| WHAT IS ASKED |
Extract every line in the entries below that contains the string "table". The match is case-sensitive.

| RECORDS FOR PROCESSING |
※
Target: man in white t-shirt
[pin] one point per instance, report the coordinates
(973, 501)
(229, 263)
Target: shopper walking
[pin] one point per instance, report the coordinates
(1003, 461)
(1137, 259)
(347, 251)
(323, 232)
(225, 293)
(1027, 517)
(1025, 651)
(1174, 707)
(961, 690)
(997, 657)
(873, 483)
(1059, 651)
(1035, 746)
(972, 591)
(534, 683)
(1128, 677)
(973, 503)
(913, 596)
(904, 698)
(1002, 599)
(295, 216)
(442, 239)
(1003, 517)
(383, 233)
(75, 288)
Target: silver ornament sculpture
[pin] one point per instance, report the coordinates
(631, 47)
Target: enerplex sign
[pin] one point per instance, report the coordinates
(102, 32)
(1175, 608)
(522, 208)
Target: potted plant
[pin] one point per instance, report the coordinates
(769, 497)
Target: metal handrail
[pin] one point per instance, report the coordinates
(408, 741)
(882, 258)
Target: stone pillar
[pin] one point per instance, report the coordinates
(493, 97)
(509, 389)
※
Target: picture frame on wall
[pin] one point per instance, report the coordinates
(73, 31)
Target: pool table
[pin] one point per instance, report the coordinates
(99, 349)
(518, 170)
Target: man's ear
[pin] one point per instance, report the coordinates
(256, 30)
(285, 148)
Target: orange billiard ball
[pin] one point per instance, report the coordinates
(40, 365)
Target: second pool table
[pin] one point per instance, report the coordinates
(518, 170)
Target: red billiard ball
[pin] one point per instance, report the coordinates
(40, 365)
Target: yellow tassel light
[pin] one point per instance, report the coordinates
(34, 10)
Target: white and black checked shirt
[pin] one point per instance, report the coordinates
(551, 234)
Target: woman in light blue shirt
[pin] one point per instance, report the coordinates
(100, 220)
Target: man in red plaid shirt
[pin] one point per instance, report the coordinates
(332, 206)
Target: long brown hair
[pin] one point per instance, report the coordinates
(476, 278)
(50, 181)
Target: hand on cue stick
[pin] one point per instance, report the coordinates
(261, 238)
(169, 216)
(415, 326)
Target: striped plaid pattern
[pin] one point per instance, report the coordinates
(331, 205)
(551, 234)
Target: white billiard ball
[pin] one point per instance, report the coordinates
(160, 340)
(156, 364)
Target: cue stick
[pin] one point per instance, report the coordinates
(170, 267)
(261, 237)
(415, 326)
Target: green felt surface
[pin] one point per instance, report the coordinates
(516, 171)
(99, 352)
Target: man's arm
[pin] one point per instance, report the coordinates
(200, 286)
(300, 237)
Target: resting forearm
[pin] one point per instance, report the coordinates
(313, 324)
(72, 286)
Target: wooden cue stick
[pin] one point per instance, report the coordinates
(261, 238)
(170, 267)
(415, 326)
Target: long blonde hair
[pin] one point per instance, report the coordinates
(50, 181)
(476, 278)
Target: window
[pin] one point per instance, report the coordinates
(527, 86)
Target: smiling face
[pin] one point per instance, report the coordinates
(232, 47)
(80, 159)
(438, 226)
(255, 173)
※
| FINISHED ANSWER |
Target: pool table
Target: second pool table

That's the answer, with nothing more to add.